**WRITTEN REQUEST 1:** Please lay out the records, everything from the line containing "of the bare" down to the line containing "780], [26, 465]]", as a two-column CSV headed wording and reply. Give one row per record, with each field quoted and its line breaks turned into spaces.

**EXCERPTED TEXT:**
════

Posted by: Mitchell | November 23, 2009, 5:22 am 5:22 am
Addendum to comments above.
Perhaps on your January 20, 2010 retrospective of the Obama inaugural, it would be interesting to see on your roundtable Ron Brownstein who wrote “The Second Civil War” and Norm Ornstein & Thomas Mann who wrote “The Broken Branch” regarding whether Obama fulfilled his campaign promises?
Question: Is the U.S. political system broken? Should Congress’ chairman-oriented committee system be reformed?
Posted by: Mitchell | November 23, 2009, 5:40 am 5:40 am
Geithner is not going anywhere yet. But, usually Treasury Secretaries don’t last the entire 4-year term, usually 2 to 3 years. He’ll ride it out until the November 2010 mid-terms and then he’ll step aside. I thought it was a mistake for him to take the job in the first place. He was effective and comfortable in the NY Fed, and, yes, he and Bernanke did avert a complete financial system collapse. Geithner’s problems really stem from lack of technical expertise. He doesn’t have a strong enough economic background to reach into the tool box and come up with creative ideas. Bernanke, Summers, Yellen, etc. are stronger technically from an academic point of view. Geithner simply wasn’t ready for the job, and the political environment isn’t stable enough for him to grow in the position. He took it because he believes in public service and was ambitious, but Geithner belongs on Wall Street, where he feels more comfortable, and he needs to be 2nd in command, not 1st. I like Geithner, and I think he’s effective, but not in this job. Treasury, in this environment, needs someone with more gravitas, more technical expertise, and with thicker skin.

════

**EXTRACTED DATA:**
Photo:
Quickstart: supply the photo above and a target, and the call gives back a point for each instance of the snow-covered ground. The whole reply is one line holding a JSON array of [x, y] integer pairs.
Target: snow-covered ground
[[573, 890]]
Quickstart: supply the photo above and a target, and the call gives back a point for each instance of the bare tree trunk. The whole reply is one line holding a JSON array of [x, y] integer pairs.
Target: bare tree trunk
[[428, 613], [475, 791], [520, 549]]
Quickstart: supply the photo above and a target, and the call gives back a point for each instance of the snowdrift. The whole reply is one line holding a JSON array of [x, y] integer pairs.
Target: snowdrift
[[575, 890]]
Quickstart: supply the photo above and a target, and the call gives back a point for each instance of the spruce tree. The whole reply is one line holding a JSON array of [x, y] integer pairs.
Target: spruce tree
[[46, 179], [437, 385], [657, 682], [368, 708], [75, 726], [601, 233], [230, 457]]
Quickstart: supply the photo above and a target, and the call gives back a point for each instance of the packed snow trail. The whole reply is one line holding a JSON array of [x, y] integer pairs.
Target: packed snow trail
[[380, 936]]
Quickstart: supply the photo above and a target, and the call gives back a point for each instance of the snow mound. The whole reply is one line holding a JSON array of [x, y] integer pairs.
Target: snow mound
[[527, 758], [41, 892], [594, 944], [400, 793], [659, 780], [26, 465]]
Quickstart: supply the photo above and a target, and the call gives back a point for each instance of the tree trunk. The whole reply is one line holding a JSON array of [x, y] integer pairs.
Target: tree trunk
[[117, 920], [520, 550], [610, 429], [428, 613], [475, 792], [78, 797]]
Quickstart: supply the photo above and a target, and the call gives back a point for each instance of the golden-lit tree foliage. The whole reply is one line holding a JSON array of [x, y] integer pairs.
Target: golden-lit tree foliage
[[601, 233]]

════

**WRITTEN REQUEST 2:** Rewrite everything in the comments from "Perhaps on your" down to "system be reformed?", swapping "roundtable" for "panel".

**WORKED ANSWER 1:**
wording,reply
"Quickstart: supply the photo above and a target, and the call gives back a point for each instance of the bare tree trunk. The whole reply is one line holding a JSON array of [x, y] integer pairs. Target: bare tree trunk","[[428, 613], [475, 791], [520, 549]]"
"Quickstart: supply the photo above and a target, and the call gives back a point for each instance of the snowdrift. The whole reply is one line holding a JSON array of [x, y] integer pairs. Target: snowdrift","[[575, 890]]"
"Quickstart: supply the photo above and a target, and the call gives back a point for each instance of the spruce tree. The whole reply is one line holding a JSON array of [x, y] integer pairs. Target: spruce tree","[[46, 179], [437, 385], [657, 682], [368, 708], [75, 726], [601, 233], [230, 457]]"
"Quickstart: supply the photo above and a target, and the call gives back a point for each instance of the packed snow trail. The whole reply is one line holding a JSON array of [x, y] integer pairs. Target: packed snow trail","[[380, 936]]"
"Quickstart: supply the photo above and a target, and the call gives back a point for each instance of the snow mound. The whole reply is one line holding a JSON array of [x, y] integer pairs. Target: snow mound","[[527, 758], [41, 892], [594, 944], [400, 793], [659, 780], [26, 465]]"

**WORKED ANSWER 2:**
Perhaps on your January 20, 2010 retrospective of the Obama inaugural, it would be interesting to see on your panel Ron Brownstein who wrote “The Second Civil War” and Norm Ornstein & Thomas Mann who wrote “The Broken Branch” regarding whether Obama fulfilled his campaign promises?
Question: Is the U.S. political system broken? Should Congress’ chairman-oriented committee system be reformed?